■ Point localization data:
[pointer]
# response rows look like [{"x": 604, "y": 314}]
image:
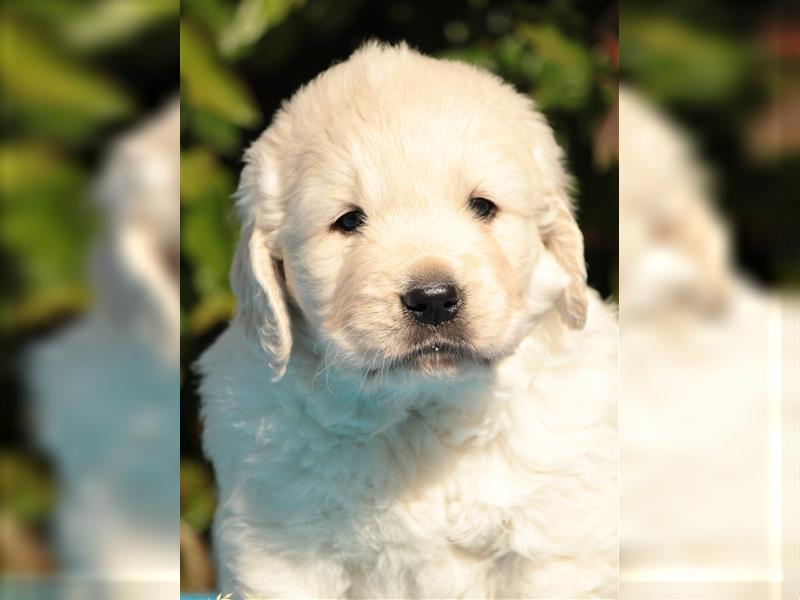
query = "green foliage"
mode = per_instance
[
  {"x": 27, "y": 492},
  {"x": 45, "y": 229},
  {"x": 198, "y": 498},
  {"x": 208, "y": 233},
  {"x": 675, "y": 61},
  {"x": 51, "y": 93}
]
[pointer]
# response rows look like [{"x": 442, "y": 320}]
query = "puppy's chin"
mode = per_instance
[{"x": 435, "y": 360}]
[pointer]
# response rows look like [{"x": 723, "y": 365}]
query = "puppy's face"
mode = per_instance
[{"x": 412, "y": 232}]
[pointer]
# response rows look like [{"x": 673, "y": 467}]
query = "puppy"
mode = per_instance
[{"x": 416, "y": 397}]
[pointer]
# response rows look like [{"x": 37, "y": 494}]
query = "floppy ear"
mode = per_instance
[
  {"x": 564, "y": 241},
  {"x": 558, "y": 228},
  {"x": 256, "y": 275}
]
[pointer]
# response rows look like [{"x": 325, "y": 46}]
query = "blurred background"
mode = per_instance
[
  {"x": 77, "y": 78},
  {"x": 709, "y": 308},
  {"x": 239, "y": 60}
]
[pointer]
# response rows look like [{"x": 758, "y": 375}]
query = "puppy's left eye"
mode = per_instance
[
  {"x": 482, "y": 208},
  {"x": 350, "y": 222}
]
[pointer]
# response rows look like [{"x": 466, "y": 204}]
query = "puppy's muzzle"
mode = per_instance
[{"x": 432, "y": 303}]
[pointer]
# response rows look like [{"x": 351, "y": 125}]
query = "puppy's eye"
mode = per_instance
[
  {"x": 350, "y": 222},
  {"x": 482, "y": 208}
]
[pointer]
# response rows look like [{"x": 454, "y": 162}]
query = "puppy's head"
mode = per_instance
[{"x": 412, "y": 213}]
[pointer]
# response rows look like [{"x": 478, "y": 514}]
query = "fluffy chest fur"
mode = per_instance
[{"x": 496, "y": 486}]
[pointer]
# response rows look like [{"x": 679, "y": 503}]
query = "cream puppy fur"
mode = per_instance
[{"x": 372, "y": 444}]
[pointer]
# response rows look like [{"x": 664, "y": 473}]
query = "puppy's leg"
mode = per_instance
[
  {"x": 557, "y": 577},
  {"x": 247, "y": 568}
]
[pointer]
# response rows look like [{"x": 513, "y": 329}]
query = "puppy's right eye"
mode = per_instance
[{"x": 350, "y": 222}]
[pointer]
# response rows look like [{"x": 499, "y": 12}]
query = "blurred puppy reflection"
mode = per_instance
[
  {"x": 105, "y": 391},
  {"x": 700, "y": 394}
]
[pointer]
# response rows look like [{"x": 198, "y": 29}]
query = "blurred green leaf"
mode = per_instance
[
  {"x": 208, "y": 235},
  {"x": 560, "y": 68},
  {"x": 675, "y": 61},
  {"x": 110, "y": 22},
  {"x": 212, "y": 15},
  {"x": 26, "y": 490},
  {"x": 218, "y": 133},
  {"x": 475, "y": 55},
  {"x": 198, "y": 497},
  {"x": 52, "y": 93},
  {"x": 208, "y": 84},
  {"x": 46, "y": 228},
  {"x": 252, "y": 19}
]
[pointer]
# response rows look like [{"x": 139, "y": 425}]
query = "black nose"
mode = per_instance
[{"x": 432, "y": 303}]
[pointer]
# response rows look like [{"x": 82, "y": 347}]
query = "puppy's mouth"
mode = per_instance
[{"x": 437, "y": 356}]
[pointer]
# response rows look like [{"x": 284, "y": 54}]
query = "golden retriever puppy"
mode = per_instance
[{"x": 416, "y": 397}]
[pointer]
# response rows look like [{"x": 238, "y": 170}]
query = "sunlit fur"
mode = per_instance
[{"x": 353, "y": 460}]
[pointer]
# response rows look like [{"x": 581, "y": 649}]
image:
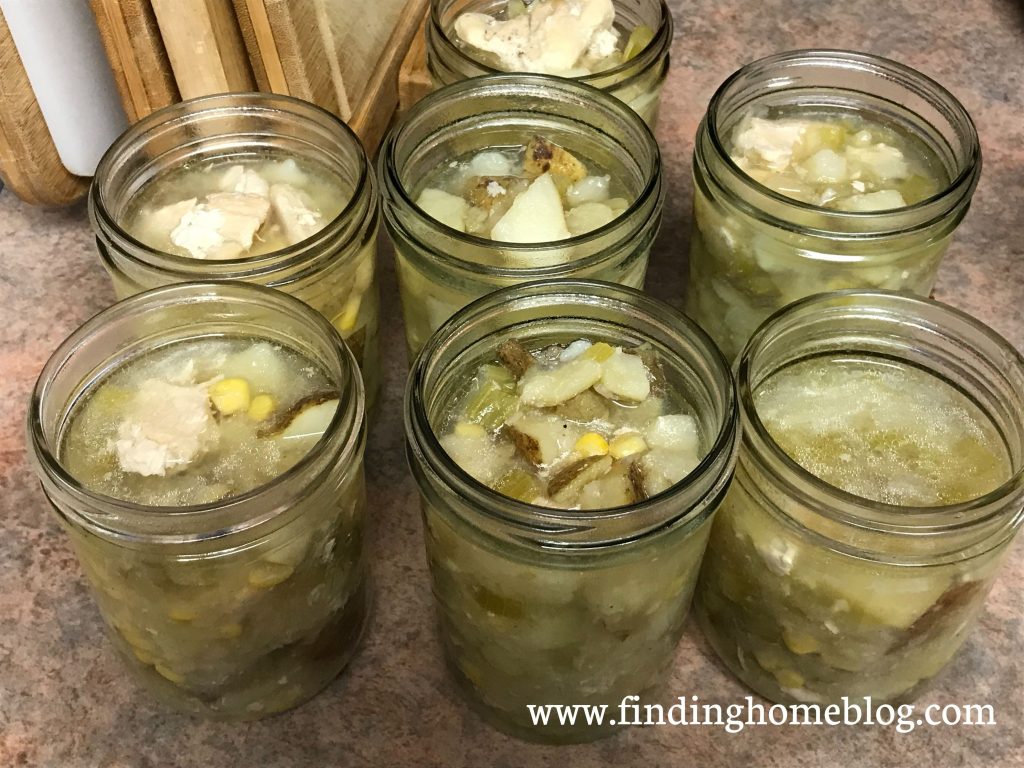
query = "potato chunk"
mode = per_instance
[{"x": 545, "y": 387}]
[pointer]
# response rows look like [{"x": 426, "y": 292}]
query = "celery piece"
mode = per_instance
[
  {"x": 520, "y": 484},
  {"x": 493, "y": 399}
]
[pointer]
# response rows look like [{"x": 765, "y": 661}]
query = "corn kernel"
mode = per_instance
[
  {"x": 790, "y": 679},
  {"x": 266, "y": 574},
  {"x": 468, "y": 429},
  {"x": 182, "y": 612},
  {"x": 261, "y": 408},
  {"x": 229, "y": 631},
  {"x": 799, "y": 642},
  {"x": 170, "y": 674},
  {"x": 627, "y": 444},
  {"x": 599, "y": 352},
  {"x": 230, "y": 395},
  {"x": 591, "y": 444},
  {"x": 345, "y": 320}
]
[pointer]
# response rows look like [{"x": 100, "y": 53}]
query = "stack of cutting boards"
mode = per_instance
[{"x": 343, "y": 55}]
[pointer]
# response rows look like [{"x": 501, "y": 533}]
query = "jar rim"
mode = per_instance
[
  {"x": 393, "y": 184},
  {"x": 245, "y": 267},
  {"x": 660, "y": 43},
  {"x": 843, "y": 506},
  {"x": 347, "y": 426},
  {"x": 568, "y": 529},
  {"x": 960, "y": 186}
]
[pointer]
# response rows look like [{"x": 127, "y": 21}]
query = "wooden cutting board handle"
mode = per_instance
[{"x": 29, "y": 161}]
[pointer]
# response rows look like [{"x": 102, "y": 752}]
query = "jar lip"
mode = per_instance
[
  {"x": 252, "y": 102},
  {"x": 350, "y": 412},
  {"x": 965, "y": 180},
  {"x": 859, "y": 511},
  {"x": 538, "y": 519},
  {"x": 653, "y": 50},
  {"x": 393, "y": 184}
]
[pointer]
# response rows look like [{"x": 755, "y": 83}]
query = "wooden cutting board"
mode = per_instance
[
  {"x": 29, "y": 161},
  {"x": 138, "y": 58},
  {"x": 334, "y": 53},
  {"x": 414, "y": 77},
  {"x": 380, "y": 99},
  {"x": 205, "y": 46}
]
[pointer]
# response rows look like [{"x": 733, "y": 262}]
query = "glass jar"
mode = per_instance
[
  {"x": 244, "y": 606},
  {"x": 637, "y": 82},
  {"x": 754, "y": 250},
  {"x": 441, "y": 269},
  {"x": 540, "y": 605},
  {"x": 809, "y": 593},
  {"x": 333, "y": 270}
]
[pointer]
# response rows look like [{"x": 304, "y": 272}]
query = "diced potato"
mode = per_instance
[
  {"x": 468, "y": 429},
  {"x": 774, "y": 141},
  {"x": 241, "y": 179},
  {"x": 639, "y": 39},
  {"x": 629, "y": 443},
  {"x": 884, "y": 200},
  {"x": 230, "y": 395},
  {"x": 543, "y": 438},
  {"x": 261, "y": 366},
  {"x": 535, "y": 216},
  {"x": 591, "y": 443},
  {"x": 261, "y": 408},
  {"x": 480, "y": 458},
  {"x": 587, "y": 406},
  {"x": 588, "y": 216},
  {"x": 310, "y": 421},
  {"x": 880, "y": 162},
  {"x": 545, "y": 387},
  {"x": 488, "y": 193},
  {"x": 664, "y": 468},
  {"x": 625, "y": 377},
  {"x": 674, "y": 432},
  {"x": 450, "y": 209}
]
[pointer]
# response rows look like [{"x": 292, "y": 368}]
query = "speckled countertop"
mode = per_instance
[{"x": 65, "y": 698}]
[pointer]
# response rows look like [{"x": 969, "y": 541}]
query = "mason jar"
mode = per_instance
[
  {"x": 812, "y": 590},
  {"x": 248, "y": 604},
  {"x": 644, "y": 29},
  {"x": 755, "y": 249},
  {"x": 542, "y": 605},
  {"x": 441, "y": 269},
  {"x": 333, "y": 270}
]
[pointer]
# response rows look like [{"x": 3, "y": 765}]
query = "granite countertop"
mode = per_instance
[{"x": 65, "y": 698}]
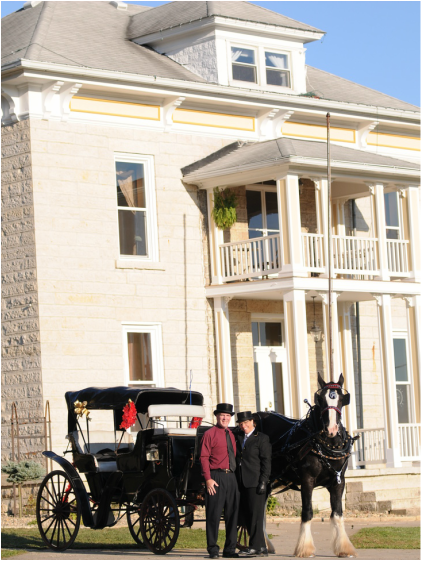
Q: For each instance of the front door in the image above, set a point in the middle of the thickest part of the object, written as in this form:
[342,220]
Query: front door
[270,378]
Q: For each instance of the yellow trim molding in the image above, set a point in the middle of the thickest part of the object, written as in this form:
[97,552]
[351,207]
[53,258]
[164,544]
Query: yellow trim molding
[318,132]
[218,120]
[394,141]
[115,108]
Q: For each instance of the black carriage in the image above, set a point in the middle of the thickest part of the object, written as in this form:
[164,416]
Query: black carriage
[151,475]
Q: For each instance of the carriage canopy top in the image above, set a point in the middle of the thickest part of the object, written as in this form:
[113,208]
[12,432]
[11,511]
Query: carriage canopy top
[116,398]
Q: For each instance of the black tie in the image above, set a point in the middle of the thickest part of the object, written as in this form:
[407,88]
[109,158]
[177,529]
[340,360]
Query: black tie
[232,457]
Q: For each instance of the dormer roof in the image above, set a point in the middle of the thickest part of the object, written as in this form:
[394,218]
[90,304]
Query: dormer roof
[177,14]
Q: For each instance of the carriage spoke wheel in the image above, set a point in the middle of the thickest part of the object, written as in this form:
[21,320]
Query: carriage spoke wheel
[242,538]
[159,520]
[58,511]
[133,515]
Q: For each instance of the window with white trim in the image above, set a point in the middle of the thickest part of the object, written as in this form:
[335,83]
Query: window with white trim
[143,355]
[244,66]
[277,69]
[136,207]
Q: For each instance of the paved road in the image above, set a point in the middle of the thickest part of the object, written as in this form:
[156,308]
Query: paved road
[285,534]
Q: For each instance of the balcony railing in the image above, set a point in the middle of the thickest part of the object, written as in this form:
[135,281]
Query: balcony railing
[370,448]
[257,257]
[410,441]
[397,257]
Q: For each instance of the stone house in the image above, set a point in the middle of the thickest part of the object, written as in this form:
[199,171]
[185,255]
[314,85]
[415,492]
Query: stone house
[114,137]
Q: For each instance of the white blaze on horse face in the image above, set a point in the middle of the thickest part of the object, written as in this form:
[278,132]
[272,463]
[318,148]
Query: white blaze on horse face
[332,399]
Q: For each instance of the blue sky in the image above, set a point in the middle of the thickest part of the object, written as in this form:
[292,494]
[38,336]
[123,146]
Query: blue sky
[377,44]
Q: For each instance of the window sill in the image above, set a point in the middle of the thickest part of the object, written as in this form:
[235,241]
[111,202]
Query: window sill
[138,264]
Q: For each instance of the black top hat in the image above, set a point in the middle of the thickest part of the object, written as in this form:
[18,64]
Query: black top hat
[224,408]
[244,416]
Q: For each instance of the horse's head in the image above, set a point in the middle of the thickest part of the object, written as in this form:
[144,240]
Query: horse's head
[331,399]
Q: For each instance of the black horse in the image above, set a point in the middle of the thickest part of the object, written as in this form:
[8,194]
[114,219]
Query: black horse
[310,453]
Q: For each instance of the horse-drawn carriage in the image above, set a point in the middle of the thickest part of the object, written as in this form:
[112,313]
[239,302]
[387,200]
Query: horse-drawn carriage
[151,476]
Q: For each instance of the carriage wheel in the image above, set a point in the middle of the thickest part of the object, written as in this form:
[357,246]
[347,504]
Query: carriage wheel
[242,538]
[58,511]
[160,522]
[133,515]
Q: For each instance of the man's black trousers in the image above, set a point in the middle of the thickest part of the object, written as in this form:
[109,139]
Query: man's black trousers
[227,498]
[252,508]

■ About this exercise:
Search the entries for the string "blurred" and collect each line that has it.

■ Exercise response:
query = "blurred background"
query = "blurred puppy reflection"
query = "blurred green leaf"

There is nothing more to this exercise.